Task details: Can you lay out every line from the start of the items up to and including the line with "[0,0,327,216]" as a numbered list, leaving out any blank lines?

§ §

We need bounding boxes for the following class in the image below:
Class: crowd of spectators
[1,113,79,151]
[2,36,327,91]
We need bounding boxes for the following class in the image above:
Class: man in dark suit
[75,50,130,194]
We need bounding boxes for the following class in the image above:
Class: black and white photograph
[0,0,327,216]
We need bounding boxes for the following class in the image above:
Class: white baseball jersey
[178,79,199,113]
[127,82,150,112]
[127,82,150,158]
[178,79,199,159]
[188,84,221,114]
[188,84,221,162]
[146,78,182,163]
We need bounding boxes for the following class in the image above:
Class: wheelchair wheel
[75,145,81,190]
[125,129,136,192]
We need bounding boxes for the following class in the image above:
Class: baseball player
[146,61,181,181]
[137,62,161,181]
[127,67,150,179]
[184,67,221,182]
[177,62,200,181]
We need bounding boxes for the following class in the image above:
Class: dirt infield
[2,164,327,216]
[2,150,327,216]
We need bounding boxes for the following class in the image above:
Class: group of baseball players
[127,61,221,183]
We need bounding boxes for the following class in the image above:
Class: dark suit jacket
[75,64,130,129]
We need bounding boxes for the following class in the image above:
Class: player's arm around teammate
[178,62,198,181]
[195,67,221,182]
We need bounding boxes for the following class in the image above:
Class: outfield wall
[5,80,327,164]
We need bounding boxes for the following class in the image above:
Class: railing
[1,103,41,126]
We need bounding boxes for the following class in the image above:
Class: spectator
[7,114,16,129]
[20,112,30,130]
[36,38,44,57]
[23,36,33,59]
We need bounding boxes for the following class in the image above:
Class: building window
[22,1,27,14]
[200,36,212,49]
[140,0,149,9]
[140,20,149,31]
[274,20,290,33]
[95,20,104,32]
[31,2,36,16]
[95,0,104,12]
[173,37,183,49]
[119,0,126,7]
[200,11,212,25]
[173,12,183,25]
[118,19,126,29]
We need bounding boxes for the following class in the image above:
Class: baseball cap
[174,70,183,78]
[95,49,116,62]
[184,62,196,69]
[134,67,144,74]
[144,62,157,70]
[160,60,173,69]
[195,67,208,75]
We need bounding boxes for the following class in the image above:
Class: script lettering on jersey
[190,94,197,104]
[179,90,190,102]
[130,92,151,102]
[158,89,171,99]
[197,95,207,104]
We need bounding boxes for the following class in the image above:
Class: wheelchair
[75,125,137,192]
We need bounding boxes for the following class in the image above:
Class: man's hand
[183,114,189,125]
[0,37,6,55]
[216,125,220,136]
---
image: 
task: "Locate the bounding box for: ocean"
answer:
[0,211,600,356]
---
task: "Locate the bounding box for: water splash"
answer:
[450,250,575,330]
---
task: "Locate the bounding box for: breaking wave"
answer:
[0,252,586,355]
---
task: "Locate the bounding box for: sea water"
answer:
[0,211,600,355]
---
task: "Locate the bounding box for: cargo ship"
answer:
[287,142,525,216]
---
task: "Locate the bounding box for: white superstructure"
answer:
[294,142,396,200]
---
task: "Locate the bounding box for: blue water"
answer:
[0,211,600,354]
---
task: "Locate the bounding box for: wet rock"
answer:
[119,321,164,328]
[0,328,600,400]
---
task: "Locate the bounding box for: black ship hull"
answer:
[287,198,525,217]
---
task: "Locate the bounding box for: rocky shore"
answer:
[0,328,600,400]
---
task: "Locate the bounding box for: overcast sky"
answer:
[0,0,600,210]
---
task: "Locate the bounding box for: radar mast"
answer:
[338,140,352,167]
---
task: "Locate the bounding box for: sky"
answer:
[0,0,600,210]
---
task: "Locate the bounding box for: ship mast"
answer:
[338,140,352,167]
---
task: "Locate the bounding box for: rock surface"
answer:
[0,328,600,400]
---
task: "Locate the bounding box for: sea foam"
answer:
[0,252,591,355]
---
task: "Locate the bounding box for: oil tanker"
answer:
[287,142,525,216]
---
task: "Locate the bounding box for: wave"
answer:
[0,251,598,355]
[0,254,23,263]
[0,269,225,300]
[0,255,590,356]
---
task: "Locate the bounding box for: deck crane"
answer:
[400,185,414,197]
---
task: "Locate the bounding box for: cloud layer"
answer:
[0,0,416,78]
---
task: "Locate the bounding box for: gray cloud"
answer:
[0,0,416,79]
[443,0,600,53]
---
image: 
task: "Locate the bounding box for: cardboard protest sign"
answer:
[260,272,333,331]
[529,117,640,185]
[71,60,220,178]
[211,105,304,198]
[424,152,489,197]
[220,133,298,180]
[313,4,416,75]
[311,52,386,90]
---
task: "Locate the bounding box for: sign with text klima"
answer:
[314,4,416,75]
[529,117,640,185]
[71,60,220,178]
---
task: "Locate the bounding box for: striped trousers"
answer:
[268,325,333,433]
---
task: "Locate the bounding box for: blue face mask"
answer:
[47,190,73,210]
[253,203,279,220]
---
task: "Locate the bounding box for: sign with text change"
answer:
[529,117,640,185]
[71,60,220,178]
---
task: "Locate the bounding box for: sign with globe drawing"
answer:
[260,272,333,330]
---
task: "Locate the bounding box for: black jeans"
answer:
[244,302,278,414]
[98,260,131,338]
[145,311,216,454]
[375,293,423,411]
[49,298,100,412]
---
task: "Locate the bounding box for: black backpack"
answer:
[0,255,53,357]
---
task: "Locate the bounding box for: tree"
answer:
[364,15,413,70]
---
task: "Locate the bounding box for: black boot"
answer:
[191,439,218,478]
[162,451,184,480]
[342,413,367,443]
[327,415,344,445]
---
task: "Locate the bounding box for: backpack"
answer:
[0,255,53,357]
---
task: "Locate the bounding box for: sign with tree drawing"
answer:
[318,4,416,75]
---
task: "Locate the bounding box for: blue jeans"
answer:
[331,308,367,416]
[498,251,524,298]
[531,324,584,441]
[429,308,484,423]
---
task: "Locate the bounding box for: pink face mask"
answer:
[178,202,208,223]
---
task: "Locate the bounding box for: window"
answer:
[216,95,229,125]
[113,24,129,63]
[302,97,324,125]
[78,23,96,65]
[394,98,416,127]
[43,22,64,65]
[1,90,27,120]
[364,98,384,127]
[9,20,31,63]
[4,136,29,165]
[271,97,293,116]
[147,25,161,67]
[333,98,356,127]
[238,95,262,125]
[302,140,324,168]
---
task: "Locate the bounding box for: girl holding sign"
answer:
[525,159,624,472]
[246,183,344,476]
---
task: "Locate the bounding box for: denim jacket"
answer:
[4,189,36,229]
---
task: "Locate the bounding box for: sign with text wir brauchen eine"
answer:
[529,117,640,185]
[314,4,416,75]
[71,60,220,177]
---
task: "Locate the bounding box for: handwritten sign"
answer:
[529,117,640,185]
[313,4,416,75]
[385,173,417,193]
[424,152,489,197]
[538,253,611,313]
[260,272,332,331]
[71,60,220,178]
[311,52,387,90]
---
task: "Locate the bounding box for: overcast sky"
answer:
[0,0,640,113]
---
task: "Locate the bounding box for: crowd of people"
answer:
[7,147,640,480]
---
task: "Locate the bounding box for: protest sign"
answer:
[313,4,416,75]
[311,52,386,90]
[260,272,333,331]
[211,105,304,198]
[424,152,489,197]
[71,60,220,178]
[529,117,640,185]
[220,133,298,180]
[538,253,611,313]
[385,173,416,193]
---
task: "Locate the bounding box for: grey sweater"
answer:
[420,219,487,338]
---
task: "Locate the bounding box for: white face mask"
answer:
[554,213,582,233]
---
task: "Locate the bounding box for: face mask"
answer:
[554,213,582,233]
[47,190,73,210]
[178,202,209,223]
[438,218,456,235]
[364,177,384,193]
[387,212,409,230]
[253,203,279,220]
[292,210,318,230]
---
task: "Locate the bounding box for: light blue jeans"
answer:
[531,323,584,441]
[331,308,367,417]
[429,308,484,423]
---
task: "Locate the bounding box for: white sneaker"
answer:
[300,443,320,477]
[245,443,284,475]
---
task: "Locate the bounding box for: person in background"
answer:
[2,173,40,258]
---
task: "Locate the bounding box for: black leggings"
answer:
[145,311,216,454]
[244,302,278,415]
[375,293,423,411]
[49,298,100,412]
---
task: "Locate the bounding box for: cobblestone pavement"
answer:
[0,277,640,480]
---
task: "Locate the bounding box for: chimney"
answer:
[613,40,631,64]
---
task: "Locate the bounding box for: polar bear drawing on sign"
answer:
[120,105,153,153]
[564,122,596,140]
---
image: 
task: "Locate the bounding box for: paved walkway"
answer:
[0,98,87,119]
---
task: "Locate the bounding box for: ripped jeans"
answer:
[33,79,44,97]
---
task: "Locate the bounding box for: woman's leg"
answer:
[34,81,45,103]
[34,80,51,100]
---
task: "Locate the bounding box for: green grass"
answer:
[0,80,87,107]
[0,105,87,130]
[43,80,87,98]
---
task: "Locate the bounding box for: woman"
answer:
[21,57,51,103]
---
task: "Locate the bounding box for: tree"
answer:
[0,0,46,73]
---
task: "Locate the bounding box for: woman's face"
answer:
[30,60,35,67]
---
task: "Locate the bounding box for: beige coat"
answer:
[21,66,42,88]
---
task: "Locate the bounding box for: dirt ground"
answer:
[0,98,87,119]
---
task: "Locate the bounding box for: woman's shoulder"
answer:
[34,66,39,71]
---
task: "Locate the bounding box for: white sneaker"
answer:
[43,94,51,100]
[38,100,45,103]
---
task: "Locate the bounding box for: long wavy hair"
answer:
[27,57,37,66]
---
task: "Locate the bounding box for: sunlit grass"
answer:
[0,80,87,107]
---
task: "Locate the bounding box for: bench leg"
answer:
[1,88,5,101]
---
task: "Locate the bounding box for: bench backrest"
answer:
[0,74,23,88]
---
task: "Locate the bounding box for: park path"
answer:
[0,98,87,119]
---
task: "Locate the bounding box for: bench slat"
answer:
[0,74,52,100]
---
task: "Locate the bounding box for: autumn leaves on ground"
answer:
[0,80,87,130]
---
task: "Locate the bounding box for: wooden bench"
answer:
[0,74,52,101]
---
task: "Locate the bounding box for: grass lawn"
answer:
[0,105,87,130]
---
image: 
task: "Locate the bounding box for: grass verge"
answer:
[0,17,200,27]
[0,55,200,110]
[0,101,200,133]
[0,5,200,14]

§ §

Written reply:
1. We need bounding boxes for the following class in the image below:
2. Class: crowd of spectators
3. [1,113,79,151]
4. [2,36,327,91]
5. We need bounding boxes for the following class in the image above:
6. Class: man in dark suit
7. [75,50,130,194]
8. We need bounding boxes for the following class in the image above:
9. Class: black and white photograph
10. [0,0,327,216]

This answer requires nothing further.